● O QUE FAZER
1) Segundo o trecho sobre os inimigos de Roma, em quantas categorias o historiador David Mattingly divide os piores inimigos de Roma?
2) Edite a parte do trecho sobre os inimigos de Roma que se inicia com as palavras "No fim, a 'encenação'" e se encerra com "autorizado pelos deuses.", substituindo "Júpiter" por "Marte".

No fim, a 'encenação' religiosa servia apenas para justificar o início das hostilidades contra outras nações com amparo na própria religião. O intuito era fazer com que Júpiter desse um sinal, caso a declaração de guerra fosse injusta. Se nada ocorresse, a batalha era válida. Caso nada ocorresse naturalmente, o conflito estaria autorizado pelos deuses.
De acordo com o historiador David Mattingly, da University of Leicester (Inglaterra), os piores inimigos de Roma podem ser divididos em três categorias. A primeira era formada por generais de grandes potências militares, como Anibal (Cartago) e Pirro (Épiro). No segundo grupo estavam líderes militares de tribos bárbaras. Por fim, ele aponta guerreiros que comandaram revoltas contra os romanos, como Vercingetórix, Armínio e Boudica. "O que caracteriza esse grupo é que muitos desses generais tinham apreciado o status anteriormente fornecido pelo estado romano. A decisão de se rebelar representou uma reversão da atitude inicial desses generais", analisa.
"Desgraça para os vencidos" foi a resposta de Breno quando recebia o resgate dos romanos para terem de volta sua cidade. A frase, em latim Vae Victis, foi usada para explicitar a lei do mais forte. Enquanto os romanos reclamavam do lastro do ouro que haveriam que pagar, o gaulês teria jogado sua espada na balança, mostrando que quem diz o que era justo ou não são os que detêm o poder. Acima, o quadro Breno e seu botimde Paul Jamin
O INÍCIO DOS CONFRONTOS: BRENNO SAQUEIA ROMA
Grandes confrontos começaram a surgir durante as primeiras décadas do século IV a.C, bem antes da cidade de Roma se tornar uma potência militar temível. Naquele período, o povo celta (chamado pelos romanos de gaulês) realizou inúmeras invasões na Europa Central e Ocidental, ocupando um território que ia do Oceano Atlântico ao Rio Danúbio. No século anterior, diversos grupos já haviam cruzado os Alpes e se instalado na planície do Rio Pó, ao norte da Itália, formando a chamada Gália Cisalpina.

● INFORMAÇÕES FORNECIDAS
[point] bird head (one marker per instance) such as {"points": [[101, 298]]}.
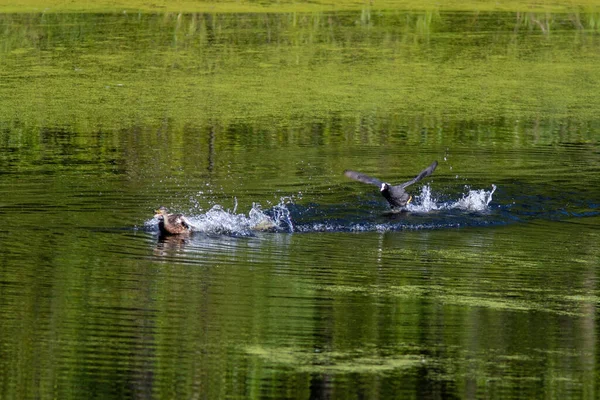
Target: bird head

● AS RESPOSTAS
1) Em três categorias.

2)
No fim, a 'encenação' religiosa servia apenas para justificar o início das hostilidades contra outras nações com amparo na própria religião. O intuito era fazer com que Marte desse um sinal, caso a declaração de guerra fosse injusta. Se nada ocorresse, a batalha era válida. Caso nada ocorresse naturalmente, o conflito estaria autorizado pelos deuses.